**GIVEN PROBLEM A**
According to the text on pm4py streaming importers, what does the event-by-event importer pick during the iteration?

Start PROVIDED PASSAGE

In order to be able to process the traces of a XES event log that might not fit in the memory, or when a sample of a big log is needed, the usage of the XES trace-by-trace streaming importer helps to cope with the situation.

The importer can be used in a natural way, providing the path to the log:

from pm4py.streaming.importer.xes import importer as xes_importer

streaming_log_object = xes_importer.apply("C:/running-example.xes", variant=xes_importer.Variants.XES_TRACE_STREAM)

And it is possible to iterate over the traces of this log (that are read trace-by-trace):

for trace in streaming_log_object:
    print(trace)

Streaming Importer (XES – event-by-event)

In order to be able to process the events of a XES event log that might not fit in the memory, or when the sample of a big log is needed, the usage of the XES event-by-event streaming importer helps to cope with the situation. In this case, the single events inside the traces are picked during the iteration.

End PROVIDED PASSAGE
Start EXTRACTED DATA

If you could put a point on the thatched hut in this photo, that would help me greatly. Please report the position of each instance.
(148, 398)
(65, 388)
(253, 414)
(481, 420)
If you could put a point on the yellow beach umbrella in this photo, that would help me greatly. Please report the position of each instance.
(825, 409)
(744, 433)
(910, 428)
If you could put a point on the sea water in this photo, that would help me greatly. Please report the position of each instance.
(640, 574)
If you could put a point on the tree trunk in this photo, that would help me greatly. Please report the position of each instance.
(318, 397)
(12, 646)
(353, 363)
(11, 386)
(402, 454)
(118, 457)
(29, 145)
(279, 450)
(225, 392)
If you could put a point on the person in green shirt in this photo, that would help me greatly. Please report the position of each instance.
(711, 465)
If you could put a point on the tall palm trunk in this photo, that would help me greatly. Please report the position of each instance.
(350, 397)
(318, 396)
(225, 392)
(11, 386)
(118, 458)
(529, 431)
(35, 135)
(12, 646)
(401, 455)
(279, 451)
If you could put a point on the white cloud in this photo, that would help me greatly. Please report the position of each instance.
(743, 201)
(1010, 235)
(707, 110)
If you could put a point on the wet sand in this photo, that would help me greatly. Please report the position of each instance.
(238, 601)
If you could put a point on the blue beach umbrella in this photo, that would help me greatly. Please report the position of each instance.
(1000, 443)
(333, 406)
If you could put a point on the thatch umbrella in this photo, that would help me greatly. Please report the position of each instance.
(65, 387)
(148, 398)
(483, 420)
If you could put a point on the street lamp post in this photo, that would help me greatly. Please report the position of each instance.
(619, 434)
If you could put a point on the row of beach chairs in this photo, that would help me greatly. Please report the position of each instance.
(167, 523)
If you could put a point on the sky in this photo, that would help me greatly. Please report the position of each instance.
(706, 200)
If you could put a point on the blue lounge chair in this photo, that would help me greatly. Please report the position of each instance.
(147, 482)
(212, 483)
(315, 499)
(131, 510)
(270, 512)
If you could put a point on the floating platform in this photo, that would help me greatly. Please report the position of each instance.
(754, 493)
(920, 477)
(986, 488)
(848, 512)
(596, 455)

End EXTRACTED DATA

**GIVEN PROBLEM B**
Rewrite the listing from the line containing "If you could put a point on the street" through its end, both lines included, replacing "floating platform" with "floating dock" and changing nothing else. Return only those lines.

**WRITTEN ANSWER A**
It picks the single events inside the traces.

**WRITTEN ANSWER B**
If you could put a point on the street lamp post in this photo, that would help me greatly. Please report the position of each instance.
(619, 434)
If you could put a point on the row of beach chairs in this photo, that would help me greatly. Please report the position of each instance.
(167, 523)
If you could put a point on the sky in this photo, that would help me greatly. Please report the position of each instance.
(706, 200)
If you could put a point on the blue lounge chair in this photo, that would help me greatly. Please report the position of each instance.
(147, 482)
(212, 483)
(315, 499)
(131, 510)
(270, 512)
If you could put a point on the floating dock in this photo, that would help me greatly. Please report the position of each instance.
(754, 493)
(920, 477)
(986, 488)
(848, 512)
(596, 455)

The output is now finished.